INSTRUCTIONS TO FOLLOW: Extract the records in full, leaving every picture out.

RECORD EXCERPTS:
<<<<
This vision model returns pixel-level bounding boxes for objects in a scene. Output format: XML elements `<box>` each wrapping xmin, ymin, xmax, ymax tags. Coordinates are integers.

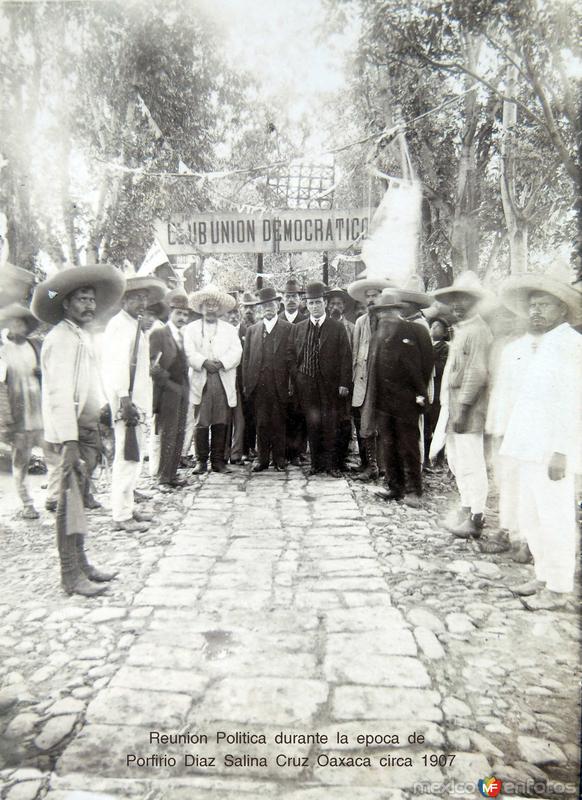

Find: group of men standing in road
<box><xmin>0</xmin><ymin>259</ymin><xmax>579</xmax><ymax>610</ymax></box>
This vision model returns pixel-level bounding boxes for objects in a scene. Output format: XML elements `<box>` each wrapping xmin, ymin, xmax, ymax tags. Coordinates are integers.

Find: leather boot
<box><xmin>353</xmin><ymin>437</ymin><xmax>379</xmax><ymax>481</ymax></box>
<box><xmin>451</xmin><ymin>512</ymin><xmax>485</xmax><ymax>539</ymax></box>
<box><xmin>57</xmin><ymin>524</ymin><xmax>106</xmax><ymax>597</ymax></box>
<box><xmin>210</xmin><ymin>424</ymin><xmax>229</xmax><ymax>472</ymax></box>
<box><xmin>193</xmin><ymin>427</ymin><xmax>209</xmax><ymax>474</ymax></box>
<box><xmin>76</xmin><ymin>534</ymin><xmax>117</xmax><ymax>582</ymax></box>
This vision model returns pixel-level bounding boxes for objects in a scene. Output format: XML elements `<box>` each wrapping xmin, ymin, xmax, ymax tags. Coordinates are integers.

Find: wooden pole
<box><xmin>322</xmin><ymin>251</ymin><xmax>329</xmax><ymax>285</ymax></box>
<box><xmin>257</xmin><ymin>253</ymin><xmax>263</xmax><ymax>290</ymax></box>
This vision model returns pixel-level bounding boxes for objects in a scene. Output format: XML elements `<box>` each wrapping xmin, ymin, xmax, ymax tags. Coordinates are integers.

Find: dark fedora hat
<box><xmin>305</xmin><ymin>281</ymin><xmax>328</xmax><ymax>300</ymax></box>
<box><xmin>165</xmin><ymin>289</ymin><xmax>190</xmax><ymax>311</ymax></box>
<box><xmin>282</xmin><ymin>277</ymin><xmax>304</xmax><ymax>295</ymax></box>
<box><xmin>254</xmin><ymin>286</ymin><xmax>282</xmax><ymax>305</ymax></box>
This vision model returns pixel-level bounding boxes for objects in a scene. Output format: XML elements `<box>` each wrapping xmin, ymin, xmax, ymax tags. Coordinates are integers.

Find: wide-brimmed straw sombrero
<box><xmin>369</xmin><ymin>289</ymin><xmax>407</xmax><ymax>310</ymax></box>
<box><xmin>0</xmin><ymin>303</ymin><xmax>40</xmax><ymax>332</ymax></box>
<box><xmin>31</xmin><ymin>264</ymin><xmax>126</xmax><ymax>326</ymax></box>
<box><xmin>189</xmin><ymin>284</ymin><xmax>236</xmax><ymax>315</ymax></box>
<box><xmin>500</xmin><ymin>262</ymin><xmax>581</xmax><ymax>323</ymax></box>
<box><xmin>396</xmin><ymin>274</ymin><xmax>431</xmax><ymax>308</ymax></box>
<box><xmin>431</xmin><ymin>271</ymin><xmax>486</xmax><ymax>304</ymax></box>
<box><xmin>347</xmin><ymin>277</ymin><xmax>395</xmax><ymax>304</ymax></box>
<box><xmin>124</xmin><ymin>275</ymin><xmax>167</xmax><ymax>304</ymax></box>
>>>>
OUTPUT BELOW:
This vision model returns pixel-level bounding boxes for objects in a scene. Output format: XML elements `<box>` each wrapping xmin, ymin, xmax, ymax tags. Coordinates are integers.


Find: group of men standing in road
<box><xmin>0</xmin><ymin>259</ymin><xmax>579</xmax><ymax>610</ymax></box>
This vision model returns pixel-level bounding boxes for objects in a scene. Output format: XML elements `<box>` each wrapping xmin, ymin, xmax, ymax tags. Coordinates are integers.

Find: leather boot
<box><xmin>353</xmin><ymin>437</ymin><xmax>379</xmax><ymax>481</ymax></box>
<box><xmin>451</xmin><ymin>512</ymin><xmax>485</xmax><ymax>539</ymax></box>
<box><xmin>57</xmin><ymin>524</ymin><xmax>106</xmax><ymax>597</ymax></box>
<box><xmin>210</xmin><ymin>424</ymin><xmax>229</xmax><ymax>472</ymax></box>
<box><xmin>193</xmin><ymin>427</ymin><xmax>209</xmax><ymax>474</ymax></box>
<box><xmin>76</xmin><ymin>534</ymin><xmax>117</xmax><ymax>582</ymax></box>
This vision model returns pixel-level bounding boxes for objects in a scene. Output format: XML elements `<box>` each wrapping xmin, ymin, xmax, ymax tags. Coordinates are integers.

Find: wooden pole
<box><xmin>322</xmin><ymin>251</ymin><xmax>329</xmax><ymax>285</ymax></box>
<box><xmin>257</xmin><ymin>253</ymin><xmax>263</xmax><ymax>290</ymax></box>
This vision model returns pixel-level bounding boxes for objects in a scene. Output format: XML elements `<box>` each wrapping xmin, ymin, xmax, ymax tags. Coordinates are integers.

Find: dark fedora hat
<box><xmin>305</xmin><ymin>281</ymin><xmax>328</xmax><ymax>300</ymax></box>
<box><xmin>165</xmin><ymin>289</ymin><xmax>190</xmax><ymax>311</ymax></box>
<box><xmin>282</xmin><ymin>277</ymin><xmax>304</xmax><ymax>295</ymax></box>
<box><xmin>254</xmin><ymin>286</ymin><xmax>282</xmax><ymax>305</ymax></box>
This vision model returns pixel-level bounding boxes for objects in a scene. Output format: XML elements `<box>` each wrapping xmin, ymin, xmax, ymax tags. Coordinates are integers.

Find: wide-brimmed straw sombrero
<box><xmin>369</xmin><ymin>289</ymin><xmax>407</xmax><ymax>310</ymax></box>
<box><xmin>0</xmin><ymin>303</ymin><xmax>40</xmax><ymax>332</ymax></box>
<box><xmin>31</xmin><ymin>264</ymin><xmax>126</xmax><ymax>326</ymax></box>
<box><xmin>189</xmin><ymin>284</ymin><xmax>236</xmax><ymax>315</ymax></box>
<box><xmin>500</xmin><ymin>262</ymin><xmax>581</xmax><ymax>323</ymax></box>
<box><xmin>396</xmin><ymin>274</ymin><xmax>431</xmax><ymax>308</ymax></box>
<box><xmin>431</xmin><ymin>271</ymin><xmax>486</xmax><ymax>304</ymax></box>
<box><xmin>347</xmin><ymin>277</ymin><xmax>395</xmax><ymax>304</ymax></box>
<box><xmin>124</xmin><ymin>275</ymin><xmax>167</xmax><ymax>304</ymax></box>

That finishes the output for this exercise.